● Written instruction a
Reproduce the book review below word for word.

● Passage shown
Pub Date: April 1st, 2001
ISBN: 0-312-87754-4
Publisher: Forge

A frustrated cook leads a flavorless life—until she leaves her husband.

Anna Rossi loved Michael once, when he was a brilliant student and great kisser. But that was before he became a stuffed-shirt lawyer with friends and colleagues who always ask her if she majored in home ec. She's tired of being patronized and weary of her loveless marriage, but her daughter Sara is only six, too young to handle the stress of a divorce. When Anna talks Michael into a vacation at a New Hampshire inn, hoping for a reconciliation, the two discover, not surprisingly, that there really isn't anything left to say. Anna stays on to work in the kitchen, keeping Sara with her while Michael reluctantly returns to Chicago. She soon strikes up a friendship with James, the inn's sous-chef and a man who knows his way around a mushroom. His knack for fine cooking and his sensual good looks impress Anna, and it's not long before the two become lovers, though Michael continues besieging his wife with eloquent letters, wondering where they went wrong and answering his own questions all in one breath. Anna broods in silence and doesn't reply as she contemplates her failed marriage and compares it to that of her unhappy parents, throwing in, for good measure, every wrong turn she ever took and the least slight she ever suffered. Her mother's sudden stroke and subsequent disability compel Anna to make the most of her life while she's still young enough to enjoy it, and so the agonizing process of divorce begins, though it's instigated by the understandably jealous Michael. In due time, he and Anna part ways forever, and she begins her life anew, doing what she loves at last.

Thoughtful but awkwardly written debut about a young woman's emotional awakening. The doleful tone, unfortunately, is unrelenting.

● Written instruction b
Find each line in the rows below that contains the word "black", and copy those lines.

● Material
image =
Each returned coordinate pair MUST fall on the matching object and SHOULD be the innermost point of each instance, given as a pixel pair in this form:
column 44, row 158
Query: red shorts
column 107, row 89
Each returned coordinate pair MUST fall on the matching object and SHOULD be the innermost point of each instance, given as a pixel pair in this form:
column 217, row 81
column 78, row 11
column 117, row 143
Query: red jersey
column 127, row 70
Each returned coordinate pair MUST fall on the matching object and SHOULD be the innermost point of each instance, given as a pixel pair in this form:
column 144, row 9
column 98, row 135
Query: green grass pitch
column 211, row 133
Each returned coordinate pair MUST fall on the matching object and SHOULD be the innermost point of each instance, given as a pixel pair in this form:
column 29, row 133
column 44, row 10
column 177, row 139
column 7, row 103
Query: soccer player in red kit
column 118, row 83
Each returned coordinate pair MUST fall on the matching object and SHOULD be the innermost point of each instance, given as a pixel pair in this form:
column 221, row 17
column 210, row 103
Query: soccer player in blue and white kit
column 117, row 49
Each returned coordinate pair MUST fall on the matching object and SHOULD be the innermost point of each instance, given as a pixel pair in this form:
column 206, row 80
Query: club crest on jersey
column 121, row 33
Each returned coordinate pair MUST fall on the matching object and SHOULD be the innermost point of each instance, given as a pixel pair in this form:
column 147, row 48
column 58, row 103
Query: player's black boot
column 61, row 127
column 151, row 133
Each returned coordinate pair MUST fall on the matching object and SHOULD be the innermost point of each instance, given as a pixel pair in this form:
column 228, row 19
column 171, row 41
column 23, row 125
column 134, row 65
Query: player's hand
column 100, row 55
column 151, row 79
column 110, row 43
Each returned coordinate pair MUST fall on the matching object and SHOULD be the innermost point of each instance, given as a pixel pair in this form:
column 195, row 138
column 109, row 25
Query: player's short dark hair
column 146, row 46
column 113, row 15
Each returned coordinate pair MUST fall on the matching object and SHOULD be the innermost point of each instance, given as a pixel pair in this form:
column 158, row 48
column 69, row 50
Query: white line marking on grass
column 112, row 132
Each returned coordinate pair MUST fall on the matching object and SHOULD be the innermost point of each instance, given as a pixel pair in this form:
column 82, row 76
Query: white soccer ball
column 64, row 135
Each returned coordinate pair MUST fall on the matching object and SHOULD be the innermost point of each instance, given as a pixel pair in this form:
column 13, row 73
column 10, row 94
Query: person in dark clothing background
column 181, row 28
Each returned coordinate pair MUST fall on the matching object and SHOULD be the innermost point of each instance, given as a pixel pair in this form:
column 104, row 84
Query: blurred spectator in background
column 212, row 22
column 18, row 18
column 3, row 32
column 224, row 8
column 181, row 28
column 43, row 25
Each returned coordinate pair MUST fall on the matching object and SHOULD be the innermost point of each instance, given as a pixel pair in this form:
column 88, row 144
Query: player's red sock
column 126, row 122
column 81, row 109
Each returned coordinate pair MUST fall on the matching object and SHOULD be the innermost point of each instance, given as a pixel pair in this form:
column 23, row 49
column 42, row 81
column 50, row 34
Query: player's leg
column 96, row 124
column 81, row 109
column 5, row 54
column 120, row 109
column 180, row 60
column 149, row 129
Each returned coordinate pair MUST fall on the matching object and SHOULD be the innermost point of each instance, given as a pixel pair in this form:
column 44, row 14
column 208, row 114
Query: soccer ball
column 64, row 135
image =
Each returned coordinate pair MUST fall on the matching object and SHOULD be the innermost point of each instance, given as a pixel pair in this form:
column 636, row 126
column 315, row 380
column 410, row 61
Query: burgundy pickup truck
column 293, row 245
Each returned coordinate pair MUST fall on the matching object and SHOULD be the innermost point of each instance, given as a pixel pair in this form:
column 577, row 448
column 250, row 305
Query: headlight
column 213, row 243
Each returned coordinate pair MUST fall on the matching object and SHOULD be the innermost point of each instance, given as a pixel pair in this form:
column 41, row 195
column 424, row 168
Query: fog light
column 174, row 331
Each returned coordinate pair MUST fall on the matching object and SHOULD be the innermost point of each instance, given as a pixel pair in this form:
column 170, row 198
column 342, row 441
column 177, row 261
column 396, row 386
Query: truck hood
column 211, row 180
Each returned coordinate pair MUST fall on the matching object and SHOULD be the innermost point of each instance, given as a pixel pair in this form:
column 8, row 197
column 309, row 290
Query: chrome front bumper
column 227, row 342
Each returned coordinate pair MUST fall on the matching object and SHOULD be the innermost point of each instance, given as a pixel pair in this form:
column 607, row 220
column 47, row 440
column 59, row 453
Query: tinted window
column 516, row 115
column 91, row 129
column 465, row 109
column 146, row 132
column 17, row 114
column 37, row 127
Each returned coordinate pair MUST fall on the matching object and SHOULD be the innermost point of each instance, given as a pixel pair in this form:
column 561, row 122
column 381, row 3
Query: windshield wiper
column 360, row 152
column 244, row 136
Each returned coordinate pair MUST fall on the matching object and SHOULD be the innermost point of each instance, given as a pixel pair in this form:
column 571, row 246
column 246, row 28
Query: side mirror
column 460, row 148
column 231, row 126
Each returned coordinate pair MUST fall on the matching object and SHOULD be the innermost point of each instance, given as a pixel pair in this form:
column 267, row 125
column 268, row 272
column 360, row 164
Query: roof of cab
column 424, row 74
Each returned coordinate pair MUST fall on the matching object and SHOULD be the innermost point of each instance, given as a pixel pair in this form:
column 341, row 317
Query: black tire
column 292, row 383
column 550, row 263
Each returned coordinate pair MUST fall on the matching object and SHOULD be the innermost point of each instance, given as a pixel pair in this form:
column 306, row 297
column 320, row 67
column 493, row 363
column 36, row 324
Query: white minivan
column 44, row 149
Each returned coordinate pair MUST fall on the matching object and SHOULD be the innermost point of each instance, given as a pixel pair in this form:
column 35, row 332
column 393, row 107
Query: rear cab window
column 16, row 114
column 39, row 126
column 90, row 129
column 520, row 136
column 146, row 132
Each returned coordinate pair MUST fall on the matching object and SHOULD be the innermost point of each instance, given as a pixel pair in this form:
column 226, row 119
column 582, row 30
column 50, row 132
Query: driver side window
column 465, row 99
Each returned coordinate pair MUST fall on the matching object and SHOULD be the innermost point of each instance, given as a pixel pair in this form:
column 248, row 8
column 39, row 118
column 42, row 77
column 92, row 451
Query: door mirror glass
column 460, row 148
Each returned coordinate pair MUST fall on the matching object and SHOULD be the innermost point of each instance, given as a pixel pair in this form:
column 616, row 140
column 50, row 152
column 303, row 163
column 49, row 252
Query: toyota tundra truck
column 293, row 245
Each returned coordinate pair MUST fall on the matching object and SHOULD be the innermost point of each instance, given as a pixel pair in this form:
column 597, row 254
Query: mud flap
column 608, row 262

● Exercise solution a
Pub Date: April 1st, 2001
ISBN: 0-312-87754-4
Publisher: Forge

A frustrated cook leads a flavorless life—until she leaves her husband.

Anna Rossi loved Michael once, when he was a brilliant student and great kisser. But that was before he became a stuffed-shirt lawyer with friends and colleagues who always ask her if she majored in home ec. She's tired of being patronized and weary of her loveless marriage, but her daughter Sara is only six, too young to handle the stress of a divorce. When Anna talks Michael into a vacation at a New Hampshire inn, hoping for a reconciliation, the two discover, not surprisingly, that there really isn't anything left to say. Anna stays on to work in the kitchen, keeping Sara with her while Michael reluctantly returns to Chicago. She soon strikes up a friendship with James, the inn's sous-chef and a man who knows his way around a mushroom. His knack for fine cooking and his sensual good looks impress Anna, and it's not long before the two become lovers, though Michael continues besieging his wife with eloquent letters, wondering where they went wrong and answering his own questions all in one breath. Anna broods in silence and doesn't reply as she contemplates her failed marriage and compares it to that of her unhappy parents, throwing in, for good measure, every wrong turn she ever took and the least slight she ever suffered. Her mother's sudden stroke and subsequent disability compel Anna to make the most of her life while she's still young enough to enjoy it, and so the agonizing process of divorce begins, though it's instigated by the understandably jealous Michael. In due time, he and Anna part ways forever, and she begins her life anew, doing what she loves at last.

Thoughtful but awkwardly written debut about a young woman's emotional awakening. The doleful tone, unfortunately, is unrelenting.

● Exercise solution b
Query: player's black boot
Query: black tire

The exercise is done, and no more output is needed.